SOURCE EXTRACT
►

Cider vinegar

Cider vinegar is not the same as apple cider vinegar, which has alleged tonic properties when added to water in very small amounts. Apple Cider Vinegar, or ACV, is sold in food shops, but this human consumption type is expensive, over- refined and has no tonic properties, though it tastes quite nice. If you really want to give it to your birds you need the unrefined sort of ACV from an agricultural store. However, its benefits are unproven and many experienced keepers do not use it because the hens dislike the taste, even in very small quantities, and thus drink less water than they should, which isn't at all good for them, especially if they are in lay.
So, if you have come across some ordinary cider vinegar, you might just keep it for kitchen use.
 
That's very interesting and substantiates Marigold's (and my previous) comments Bickerton. Use water additives with care Ziggy. Any resulting drop in water intake has to be counter-productive.
 
I think it depends on what they are used to. I know a breeder who puts ACV in the water from, as it were, day one. He culls the cockerels and has never found any worms - but his birds have never known anything different and I think apart from buying hatching eggs he runs a closed flock.

◄

YOUR TASKS
a) Reproduce the cider vinegar text word for word, starting with "Cider vinegar is" and going on through "are in lay.".
b) Proceed with the cider vinegar text from its final sentence, adding what comes next in the same thread.

PROVIDED DATA

►

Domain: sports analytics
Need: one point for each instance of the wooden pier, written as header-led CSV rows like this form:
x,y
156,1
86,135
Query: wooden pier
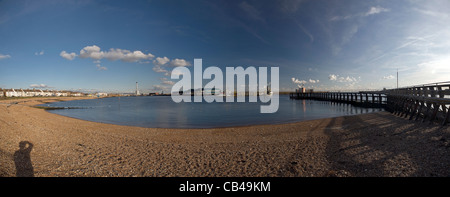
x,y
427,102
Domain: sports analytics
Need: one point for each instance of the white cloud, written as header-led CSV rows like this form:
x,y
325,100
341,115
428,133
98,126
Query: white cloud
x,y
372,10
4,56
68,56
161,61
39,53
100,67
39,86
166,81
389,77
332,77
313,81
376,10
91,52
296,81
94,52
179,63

◄

ANSWERS BELOW
a)
Cider vinegar is not the same as apple cider vinegar, which has alleged tonic properties when added to water in very small amounts. Apple Cider Vinegar, or ACV, is sold in food shops, but this human consumption type is expensive, over- refined and has no tonic properties, though it tastes quite nice. If you really want to give it to your birds you need the unrefined sort of ACV from an agricultural store. However, its benefits are unproven and many experienced keepers do not use it because the hens dislike the taste, even in very small quantities, and thus drink less water than they should, which isn't at all good for them, especially if they are in lay.

b)
I added Battles Poultry Drink to the water to help the new birds over the stress of moving as I'd read on here that it might help, but there is so much (clear) water draining through the enclosure they have a choice of what to drink.
 
If you do feel any kind of liquid tonic is needed its much more economical to add a drop or two to a warm damp mash, instead of filling a drinker and then pouring away half of it when you change the water - and then the questions of whether their water intake is affected, and whether or not they like the taste, don't arise. And ACV is not effective in controlling worms. .
 
I've always understood that Cider Vinegar and Apple Cider Vinegar are one and the same thing except that what's bought in health food shops is more refined for human consumption but has the same properties. It's certainly a lot more expensive to buy the refined than the animal type which is readily available from animal feed stores.

I have never noticed them drinking any less when I've used it, just found no difference health wise. There's no harm in giving it, just seems to me to be a waste of money if there are no visible benefits and I can't understand why it should be considered a good thing to change the natural ph. of the gut as it is sometimes claimed to do.

Good point about the wastage too as 3/4 of it will get thrown away every time you re-fill the drinker.
 
Chuck said:
I have never noticed them drinking any less when I've used it, just found no difference health wise. There's no harm in giving it, just seems to me to be a waste of money if there are no visible benefits and I can't understand why it should be considered a good thing to change the natural ph. of the gut as it is sometimes claimed to do.

Good point about the wastage too as 3/4 of it will get thrown away every time you re-fill the drinker.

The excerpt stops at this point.